(Your assignment)
Search the listing below for the string "tree" and copy every line where it occurs.

(Source records)

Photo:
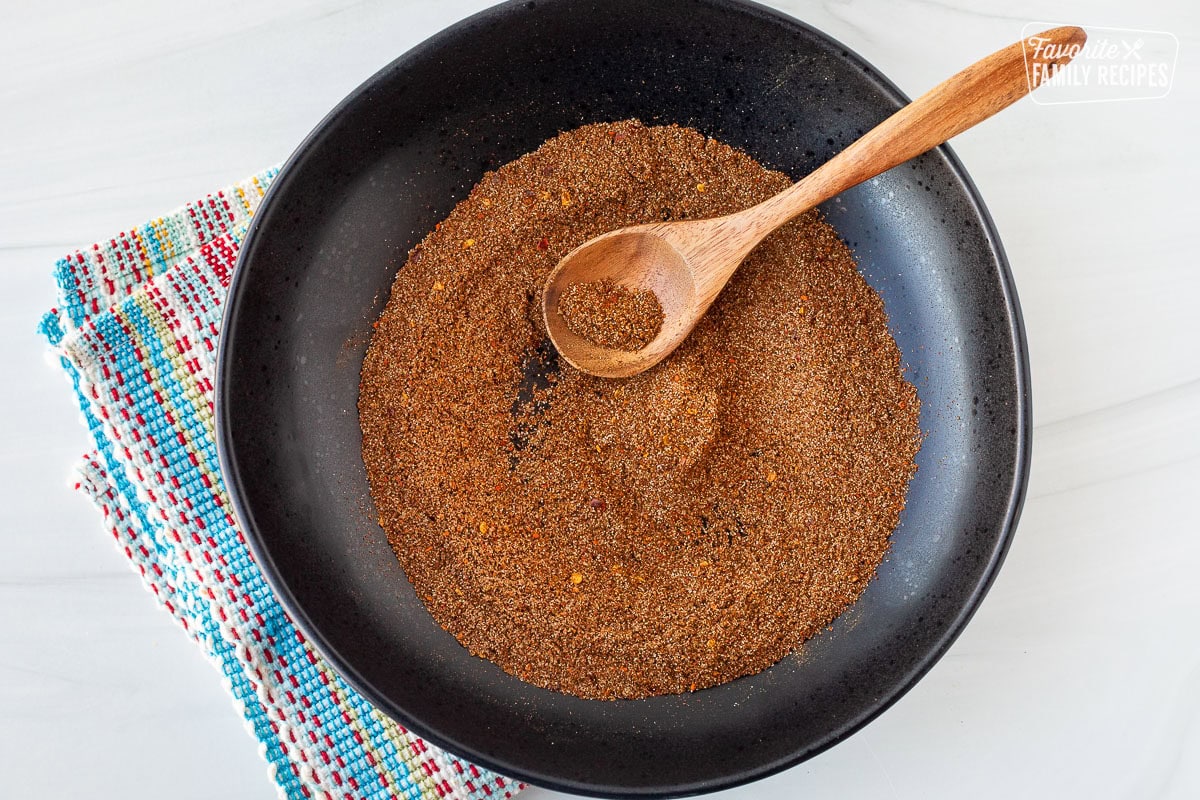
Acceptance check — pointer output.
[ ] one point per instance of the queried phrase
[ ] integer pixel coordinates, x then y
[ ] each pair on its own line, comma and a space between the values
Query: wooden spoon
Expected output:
687, 264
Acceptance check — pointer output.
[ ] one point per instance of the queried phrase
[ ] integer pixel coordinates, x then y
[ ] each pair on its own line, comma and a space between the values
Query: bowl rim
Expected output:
234, 485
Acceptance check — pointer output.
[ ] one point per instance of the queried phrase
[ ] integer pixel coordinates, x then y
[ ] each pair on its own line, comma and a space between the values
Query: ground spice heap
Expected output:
652, 535
611, 314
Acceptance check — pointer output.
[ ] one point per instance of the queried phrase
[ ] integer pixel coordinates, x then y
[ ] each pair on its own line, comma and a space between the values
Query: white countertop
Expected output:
1078, 678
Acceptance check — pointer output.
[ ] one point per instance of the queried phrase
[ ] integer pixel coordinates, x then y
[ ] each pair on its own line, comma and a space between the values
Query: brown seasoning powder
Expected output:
621, 539
610, 314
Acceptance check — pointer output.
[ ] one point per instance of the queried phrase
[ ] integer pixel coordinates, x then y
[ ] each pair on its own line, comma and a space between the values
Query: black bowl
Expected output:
394, 158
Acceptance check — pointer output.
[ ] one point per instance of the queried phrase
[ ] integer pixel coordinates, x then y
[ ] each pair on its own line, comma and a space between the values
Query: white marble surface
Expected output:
1078, 678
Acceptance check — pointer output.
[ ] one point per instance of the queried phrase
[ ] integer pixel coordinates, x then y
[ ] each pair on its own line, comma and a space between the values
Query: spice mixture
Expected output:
619, 539
610, 314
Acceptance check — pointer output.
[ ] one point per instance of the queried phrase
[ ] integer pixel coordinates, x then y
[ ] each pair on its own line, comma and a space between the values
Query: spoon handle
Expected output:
947, 109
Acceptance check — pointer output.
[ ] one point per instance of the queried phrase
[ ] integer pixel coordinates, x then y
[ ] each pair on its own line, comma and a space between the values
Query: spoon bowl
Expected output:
687, 264
657, 265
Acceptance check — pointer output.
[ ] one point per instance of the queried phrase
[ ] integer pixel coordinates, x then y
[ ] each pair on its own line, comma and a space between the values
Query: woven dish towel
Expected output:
136, 330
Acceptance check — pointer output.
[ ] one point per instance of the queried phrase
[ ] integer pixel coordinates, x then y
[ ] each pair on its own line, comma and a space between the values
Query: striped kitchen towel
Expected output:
136, 329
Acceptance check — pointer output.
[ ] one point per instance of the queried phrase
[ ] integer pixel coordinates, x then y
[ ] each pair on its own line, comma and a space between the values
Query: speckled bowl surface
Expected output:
394, 158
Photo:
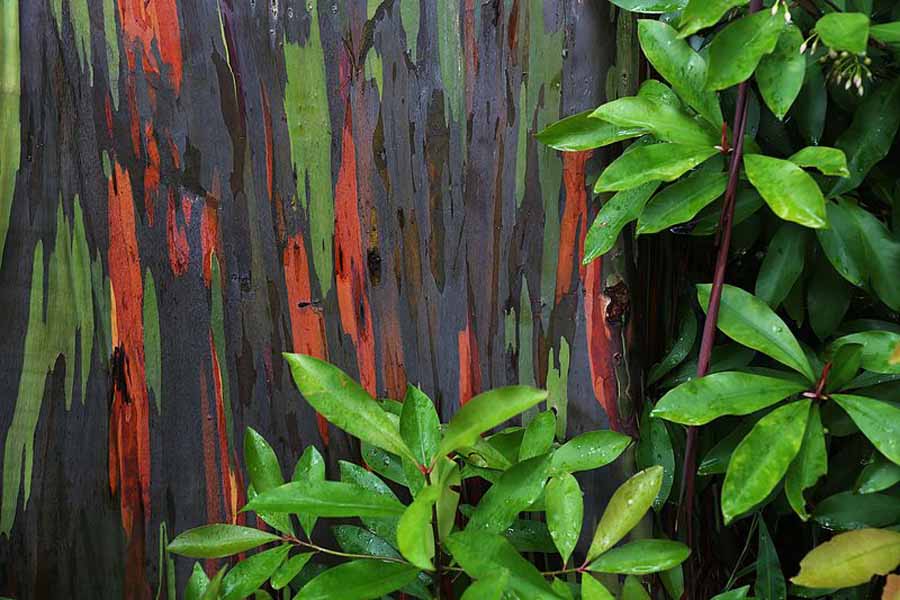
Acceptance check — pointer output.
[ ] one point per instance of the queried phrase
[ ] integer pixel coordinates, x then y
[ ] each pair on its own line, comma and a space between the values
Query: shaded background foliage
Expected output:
204, 184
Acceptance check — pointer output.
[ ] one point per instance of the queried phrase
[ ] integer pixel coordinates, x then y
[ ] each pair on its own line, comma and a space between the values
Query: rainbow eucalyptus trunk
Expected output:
190, 188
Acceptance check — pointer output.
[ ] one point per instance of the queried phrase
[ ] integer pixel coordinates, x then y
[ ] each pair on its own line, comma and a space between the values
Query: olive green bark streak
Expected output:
10, 88
81, 23
217, 324
111, 34
152, 351
309, 125
52, 332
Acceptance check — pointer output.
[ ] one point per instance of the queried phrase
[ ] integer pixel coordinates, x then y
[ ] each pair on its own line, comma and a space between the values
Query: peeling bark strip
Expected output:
190, 188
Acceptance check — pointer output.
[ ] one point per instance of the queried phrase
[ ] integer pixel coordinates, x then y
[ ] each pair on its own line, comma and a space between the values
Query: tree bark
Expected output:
190, 188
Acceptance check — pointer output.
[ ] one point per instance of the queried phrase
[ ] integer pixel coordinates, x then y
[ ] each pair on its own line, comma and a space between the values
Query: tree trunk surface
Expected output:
189, 188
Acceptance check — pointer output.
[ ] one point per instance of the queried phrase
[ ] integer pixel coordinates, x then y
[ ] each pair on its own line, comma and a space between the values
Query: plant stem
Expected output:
715, 298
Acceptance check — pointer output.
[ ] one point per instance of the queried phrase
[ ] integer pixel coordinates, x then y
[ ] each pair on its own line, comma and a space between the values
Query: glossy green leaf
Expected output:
485, 411
664, 121
808, 466
682, 200
539, 435
782, 265
683, 68
582, 132
788, 190
420, 426
699, 401
862, 250
515, 491
830, 161
484, 555
360, 579
591, 589
763, 457
879, 421
415, 536
326, 499
656, 162
700, 14
345, 403
219, 540
641, 557
844, 31
617, 212
749, 321
589, 451
738, 48
780, 74
247, 575
770, 584
289, 569
877, 476
847, 510
565, 510
870, 135
850, 559
627, 506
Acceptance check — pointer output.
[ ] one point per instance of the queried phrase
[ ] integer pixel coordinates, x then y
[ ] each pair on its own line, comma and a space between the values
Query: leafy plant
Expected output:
793, 381
408, 531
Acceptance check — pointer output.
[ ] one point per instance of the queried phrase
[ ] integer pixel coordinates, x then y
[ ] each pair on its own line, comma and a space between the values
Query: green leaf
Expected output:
664, 121
877, 476
650, 6
289, 569
879, 421
847, 510
763, 457
683, 68
484, 555
844, 31
360, 579
539, 434
770, 583
830, 161
345, 403
780, 74
682, 200
625, 509
641, 557
515, 491
217, 541
788, 190
247, 575
700, 14
589, 451
782, 265
748, 321
655, 448
565, 510
582, 132
415, 537
326, 499
617, 212
870, 135
656, 162
810, 464
486, 411
701, 400
862, 250
197, 583
850, 559
591, 589
738, 48
420, 426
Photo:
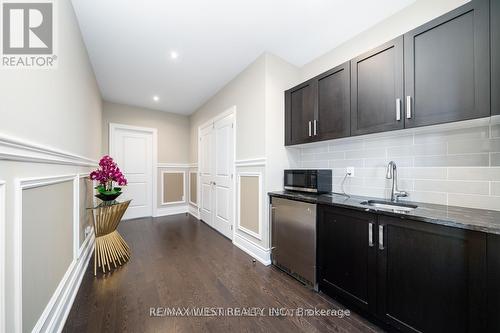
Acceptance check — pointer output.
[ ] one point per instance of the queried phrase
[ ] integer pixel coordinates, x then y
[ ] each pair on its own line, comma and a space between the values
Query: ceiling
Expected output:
130, 42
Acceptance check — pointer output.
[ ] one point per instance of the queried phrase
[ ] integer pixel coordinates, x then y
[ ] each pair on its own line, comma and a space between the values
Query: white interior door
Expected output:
206, 167
223, 177
216, 154
132, 149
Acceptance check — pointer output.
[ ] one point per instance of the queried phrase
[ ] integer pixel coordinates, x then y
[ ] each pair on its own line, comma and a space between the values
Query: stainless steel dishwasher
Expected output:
293, 235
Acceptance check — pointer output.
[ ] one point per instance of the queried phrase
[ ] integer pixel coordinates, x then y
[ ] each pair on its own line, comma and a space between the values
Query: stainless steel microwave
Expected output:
313, 181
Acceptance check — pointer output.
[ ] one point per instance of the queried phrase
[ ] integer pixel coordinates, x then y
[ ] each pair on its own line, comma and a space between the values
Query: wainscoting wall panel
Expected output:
2, 256
173, 189
252, 225
47, 233
49, 261
249, 218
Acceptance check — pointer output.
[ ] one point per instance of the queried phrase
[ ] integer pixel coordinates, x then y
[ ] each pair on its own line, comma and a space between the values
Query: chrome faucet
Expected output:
392, 172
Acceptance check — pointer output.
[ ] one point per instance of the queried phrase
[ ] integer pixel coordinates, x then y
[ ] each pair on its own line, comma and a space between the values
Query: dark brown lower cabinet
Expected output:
409, 275
347, 260
431, 278
493, 283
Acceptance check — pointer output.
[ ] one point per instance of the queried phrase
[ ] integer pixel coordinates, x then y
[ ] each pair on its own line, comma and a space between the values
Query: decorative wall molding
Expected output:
263, 255
2, 256
194, 211
165, 211
176, 165
259, 161
56, 312
258, 175
189, 186
163, 203
15, 149
20, 185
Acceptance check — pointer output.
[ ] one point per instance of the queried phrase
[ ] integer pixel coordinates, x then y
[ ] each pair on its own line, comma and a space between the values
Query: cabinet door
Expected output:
377, 89
300, 105
495, 57
493, 283
347, 255
334, 104
431, 278
447, 67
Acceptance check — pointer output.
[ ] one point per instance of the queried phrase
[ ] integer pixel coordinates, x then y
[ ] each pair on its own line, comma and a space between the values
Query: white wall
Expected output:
61, 109
247, 92
420, 12
173, 129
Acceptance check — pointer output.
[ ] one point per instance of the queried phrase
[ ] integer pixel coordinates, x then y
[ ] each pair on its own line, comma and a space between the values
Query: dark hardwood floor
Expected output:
178, 261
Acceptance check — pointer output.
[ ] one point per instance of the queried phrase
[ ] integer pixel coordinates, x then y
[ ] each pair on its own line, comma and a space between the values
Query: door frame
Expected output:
229, 111
154, 132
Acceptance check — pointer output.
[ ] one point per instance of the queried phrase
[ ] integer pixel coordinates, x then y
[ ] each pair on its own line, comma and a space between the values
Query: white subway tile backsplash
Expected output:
456, 165
390, 141
495, 131
346, 163
474, 201
452, 160
330, 156
346, 144
417, 150
452, 186
495, 188
428, 173
439, 198
474, 174
369, 153
495, 159
472, 133
474, 146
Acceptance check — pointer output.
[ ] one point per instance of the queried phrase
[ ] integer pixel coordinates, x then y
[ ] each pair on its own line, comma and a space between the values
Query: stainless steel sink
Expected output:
390, 205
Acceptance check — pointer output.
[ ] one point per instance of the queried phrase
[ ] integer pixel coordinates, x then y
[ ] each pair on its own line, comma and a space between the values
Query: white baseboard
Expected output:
57, 310
193, 210
258, 252
165, 211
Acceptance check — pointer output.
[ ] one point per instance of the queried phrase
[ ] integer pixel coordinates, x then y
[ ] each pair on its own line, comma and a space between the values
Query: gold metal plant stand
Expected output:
110, 248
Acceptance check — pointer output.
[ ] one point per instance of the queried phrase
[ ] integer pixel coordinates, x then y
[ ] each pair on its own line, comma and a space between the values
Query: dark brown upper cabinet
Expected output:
377, 89
447, 67
347, 255
334, 103
495, 57
431, 278
300, 109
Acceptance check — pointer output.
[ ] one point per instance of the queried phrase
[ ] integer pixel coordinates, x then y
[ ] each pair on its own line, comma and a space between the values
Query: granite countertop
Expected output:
460, 217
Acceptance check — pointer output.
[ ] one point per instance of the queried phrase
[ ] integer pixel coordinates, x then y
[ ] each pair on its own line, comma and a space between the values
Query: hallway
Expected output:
178, 261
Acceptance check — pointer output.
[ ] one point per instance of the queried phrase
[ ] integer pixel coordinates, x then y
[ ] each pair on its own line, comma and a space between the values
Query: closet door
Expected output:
377, 89
206, 170
216, 169
447, 67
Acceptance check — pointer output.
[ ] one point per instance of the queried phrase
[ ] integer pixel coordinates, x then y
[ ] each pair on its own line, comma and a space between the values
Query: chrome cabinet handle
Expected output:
408, 107
380, 237
398, 109
370, 234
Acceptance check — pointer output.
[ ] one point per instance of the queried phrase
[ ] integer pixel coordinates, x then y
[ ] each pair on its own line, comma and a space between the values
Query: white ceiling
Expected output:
129, 42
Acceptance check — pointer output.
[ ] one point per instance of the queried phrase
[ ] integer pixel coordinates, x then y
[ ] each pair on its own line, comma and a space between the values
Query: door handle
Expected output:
408, 107
398, 109
380, 237
370, 234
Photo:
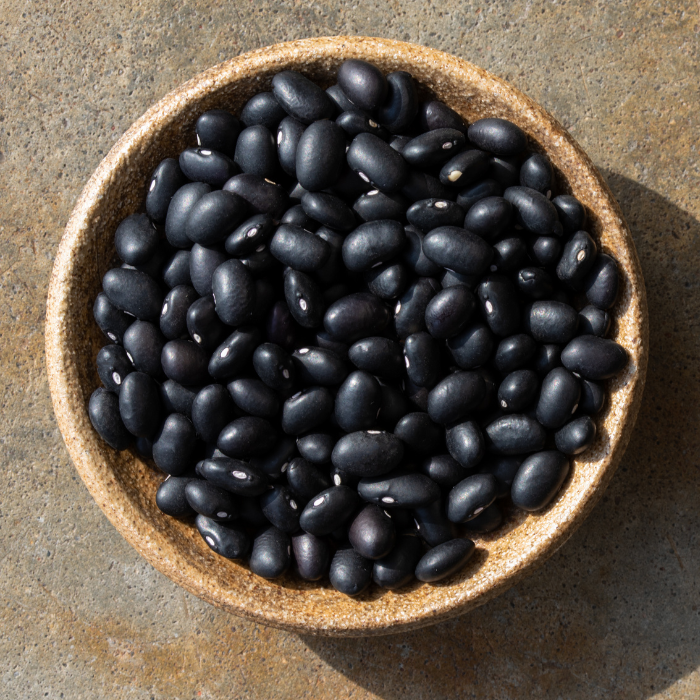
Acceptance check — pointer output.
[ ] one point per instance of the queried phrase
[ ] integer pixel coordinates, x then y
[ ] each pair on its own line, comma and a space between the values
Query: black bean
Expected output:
173, 445
443, 469
214, 216
276, 461
113, 365
350, 572
356, 316
104, 413
218, 129
306, 410
206, 165
551, 321
134, 292
363, 83
498, 136
358, 402
368, 453
263, 196
177, 398
233, 354
171, 499
376, 162
455, 397
397, 569
536, 173
399, 490
320, 156
312, 556
203, 261
233, 475
468, 197
538, 480
372, 533
274, 366
212, 410
465, 168
458, 249
594, 358
515, 434
409, 313
559, 398
272, 553
602, 282
230, 541
301, 98
473, 346
444, 560
139, 404
246, 437
264, 109
328, 510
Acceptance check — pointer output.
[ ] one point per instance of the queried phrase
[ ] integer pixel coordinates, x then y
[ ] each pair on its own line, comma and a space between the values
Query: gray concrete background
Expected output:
613, 614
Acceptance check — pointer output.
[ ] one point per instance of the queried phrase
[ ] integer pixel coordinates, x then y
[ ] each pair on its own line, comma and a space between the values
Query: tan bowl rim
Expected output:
329, 613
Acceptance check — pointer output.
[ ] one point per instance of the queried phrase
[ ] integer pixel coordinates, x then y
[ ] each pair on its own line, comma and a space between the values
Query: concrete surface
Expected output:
613, 614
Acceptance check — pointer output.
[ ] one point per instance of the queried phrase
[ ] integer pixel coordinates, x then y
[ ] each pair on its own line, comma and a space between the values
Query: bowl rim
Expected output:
285, 610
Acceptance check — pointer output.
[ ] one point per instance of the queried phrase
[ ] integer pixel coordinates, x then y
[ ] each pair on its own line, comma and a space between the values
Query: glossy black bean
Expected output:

(Result below)
Query: tree bark
Query: tree trunk surface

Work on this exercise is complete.